Task instructions:
Report how many lines of the following entries include the string "cigarette"; respond with the number alone.

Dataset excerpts

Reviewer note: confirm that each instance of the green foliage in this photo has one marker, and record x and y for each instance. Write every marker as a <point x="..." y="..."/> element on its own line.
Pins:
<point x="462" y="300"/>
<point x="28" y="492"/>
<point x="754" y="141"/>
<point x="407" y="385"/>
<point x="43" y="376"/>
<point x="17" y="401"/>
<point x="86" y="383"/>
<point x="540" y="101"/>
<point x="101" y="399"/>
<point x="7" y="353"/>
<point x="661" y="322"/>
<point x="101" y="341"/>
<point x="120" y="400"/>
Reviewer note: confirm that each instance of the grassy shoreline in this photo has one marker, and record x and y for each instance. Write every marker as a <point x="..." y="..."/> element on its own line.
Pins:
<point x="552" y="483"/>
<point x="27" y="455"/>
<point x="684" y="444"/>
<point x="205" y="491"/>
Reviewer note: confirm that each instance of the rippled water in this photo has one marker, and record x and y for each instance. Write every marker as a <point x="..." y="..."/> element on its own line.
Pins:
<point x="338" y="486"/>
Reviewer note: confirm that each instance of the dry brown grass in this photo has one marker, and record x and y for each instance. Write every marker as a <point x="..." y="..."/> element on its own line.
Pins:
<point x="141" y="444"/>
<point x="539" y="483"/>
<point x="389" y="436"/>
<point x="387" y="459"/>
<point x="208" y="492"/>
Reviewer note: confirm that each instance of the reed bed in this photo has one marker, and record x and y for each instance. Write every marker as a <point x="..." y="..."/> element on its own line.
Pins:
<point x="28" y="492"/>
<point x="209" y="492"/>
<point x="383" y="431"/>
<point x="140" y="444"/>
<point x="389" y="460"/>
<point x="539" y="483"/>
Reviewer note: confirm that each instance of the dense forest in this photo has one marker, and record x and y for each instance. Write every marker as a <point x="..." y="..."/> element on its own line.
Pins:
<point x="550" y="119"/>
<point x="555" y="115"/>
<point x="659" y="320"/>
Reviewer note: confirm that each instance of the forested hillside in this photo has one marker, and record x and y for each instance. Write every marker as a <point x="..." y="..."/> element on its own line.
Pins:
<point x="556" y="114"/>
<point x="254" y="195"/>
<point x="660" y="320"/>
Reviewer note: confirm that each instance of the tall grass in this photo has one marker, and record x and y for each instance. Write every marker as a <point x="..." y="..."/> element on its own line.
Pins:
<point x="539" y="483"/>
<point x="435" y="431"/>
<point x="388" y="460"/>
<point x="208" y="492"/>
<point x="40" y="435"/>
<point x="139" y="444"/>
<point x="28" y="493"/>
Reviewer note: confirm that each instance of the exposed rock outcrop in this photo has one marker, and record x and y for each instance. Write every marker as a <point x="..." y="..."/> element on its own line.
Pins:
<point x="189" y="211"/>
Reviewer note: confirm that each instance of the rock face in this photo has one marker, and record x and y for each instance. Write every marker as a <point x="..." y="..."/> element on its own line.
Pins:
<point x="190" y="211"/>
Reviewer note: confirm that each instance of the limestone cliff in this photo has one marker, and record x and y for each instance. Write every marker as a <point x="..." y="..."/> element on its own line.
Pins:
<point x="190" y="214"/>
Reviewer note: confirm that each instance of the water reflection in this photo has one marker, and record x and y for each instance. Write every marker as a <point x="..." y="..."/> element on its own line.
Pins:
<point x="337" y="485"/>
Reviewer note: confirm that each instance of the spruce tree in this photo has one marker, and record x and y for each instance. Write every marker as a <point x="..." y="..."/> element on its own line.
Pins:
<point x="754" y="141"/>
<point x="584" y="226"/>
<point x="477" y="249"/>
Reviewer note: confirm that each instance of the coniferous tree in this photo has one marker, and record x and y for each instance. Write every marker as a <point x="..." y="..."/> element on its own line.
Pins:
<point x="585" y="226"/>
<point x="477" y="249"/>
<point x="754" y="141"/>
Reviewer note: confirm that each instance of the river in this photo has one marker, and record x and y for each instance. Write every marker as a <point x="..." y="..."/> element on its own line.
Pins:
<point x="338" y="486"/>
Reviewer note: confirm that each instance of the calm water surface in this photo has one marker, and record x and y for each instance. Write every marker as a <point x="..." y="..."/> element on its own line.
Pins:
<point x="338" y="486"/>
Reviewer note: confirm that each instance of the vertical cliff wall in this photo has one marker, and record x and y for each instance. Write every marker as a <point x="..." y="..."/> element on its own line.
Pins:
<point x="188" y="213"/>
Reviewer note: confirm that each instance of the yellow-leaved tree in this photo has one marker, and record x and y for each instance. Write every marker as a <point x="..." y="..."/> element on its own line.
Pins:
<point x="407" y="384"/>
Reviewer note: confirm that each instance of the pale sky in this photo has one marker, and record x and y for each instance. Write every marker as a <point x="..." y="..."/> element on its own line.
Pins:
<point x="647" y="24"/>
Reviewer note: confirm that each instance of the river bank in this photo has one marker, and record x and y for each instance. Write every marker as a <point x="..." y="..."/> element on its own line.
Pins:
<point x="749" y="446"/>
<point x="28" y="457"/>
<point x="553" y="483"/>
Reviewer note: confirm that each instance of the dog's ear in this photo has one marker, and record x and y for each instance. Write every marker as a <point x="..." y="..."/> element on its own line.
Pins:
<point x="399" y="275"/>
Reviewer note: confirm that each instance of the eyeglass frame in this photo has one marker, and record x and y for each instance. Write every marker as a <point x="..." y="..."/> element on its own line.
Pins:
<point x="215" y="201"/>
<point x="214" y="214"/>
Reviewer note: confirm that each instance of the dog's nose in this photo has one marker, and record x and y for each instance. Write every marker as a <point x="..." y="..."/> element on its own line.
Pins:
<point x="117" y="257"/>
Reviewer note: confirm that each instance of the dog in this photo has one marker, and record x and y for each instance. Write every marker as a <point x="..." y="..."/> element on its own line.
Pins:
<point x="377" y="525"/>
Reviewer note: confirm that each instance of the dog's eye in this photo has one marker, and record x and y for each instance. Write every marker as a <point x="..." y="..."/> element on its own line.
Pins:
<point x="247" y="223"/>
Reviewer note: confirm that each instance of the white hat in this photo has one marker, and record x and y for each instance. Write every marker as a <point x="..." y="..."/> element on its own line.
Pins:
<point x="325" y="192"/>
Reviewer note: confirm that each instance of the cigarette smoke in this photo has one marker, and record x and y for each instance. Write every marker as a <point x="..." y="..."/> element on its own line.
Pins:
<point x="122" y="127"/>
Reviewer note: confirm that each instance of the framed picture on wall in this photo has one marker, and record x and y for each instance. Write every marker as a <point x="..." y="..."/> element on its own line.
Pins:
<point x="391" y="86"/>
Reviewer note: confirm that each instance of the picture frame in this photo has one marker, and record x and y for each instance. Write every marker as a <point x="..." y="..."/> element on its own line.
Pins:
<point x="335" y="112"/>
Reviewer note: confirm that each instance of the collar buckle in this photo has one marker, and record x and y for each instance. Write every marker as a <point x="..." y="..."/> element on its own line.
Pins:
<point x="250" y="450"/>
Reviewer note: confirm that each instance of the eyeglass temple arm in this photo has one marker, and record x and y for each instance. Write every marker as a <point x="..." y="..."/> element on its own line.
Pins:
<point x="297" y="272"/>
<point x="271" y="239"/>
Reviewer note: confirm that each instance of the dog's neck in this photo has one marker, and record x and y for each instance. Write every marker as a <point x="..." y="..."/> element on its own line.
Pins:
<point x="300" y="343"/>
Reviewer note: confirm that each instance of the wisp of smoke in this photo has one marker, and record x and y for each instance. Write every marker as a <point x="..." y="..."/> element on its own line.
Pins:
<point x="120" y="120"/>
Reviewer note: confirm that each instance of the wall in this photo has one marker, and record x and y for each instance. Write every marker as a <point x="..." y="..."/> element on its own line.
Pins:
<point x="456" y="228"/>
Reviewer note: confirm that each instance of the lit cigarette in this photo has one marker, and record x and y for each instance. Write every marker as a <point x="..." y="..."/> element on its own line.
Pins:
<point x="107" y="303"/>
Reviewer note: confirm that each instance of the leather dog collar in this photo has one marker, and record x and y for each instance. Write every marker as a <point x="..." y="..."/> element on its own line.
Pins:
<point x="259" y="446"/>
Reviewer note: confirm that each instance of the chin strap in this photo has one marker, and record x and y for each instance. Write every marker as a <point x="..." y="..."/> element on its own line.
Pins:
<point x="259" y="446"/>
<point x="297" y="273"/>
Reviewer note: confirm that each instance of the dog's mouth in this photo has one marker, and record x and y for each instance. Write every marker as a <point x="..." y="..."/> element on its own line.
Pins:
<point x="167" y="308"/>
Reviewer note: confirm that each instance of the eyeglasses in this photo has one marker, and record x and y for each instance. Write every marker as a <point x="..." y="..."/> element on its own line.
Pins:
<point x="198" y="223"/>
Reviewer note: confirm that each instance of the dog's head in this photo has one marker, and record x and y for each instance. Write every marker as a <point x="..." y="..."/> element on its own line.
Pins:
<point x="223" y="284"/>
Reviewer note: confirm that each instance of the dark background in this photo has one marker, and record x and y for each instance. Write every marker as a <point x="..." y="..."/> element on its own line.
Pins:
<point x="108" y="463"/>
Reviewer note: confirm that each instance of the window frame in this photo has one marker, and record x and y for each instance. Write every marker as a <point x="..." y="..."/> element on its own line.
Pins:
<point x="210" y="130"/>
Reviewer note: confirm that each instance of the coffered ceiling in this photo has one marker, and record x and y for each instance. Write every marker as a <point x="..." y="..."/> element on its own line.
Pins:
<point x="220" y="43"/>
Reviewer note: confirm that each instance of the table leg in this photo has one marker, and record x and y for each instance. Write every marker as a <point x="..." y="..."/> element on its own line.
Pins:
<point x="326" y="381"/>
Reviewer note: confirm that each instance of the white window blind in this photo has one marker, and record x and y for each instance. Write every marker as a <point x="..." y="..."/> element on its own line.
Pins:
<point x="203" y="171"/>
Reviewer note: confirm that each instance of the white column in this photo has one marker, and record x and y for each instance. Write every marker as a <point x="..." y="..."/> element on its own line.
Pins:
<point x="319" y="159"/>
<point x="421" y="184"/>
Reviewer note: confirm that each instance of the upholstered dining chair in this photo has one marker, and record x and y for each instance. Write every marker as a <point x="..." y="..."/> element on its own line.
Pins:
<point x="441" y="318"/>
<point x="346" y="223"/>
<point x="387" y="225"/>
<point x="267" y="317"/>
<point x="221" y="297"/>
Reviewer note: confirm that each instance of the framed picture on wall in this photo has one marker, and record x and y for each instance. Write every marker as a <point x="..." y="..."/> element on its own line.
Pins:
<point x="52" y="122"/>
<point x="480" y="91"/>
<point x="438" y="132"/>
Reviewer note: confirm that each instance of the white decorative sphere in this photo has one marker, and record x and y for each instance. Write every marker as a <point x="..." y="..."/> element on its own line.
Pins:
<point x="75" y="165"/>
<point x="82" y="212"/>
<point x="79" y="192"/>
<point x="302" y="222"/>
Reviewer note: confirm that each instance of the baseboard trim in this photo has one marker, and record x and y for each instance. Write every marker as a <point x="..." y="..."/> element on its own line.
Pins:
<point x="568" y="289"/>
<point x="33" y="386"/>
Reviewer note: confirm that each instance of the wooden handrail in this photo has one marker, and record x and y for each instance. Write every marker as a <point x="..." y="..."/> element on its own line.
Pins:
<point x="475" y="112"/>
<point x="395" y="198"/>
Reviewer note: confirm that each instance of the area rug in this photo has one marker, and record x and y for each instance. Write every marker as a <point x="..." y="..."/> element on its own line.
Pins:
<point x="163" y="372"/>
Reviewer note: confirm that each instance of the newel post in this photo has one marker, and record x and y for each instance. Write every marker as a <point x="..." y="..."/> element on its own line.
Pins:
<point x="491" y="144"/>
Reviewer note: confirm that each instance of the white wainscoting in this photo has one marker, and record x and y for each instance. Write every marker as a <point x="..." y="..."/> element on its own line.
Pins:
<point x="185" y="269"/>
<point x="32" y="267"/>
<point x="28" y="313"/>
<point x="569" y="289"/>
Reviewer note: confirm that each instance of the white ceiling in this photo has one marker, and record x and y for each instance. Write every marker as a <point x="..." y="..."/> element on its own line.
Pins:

Reply to the task:
2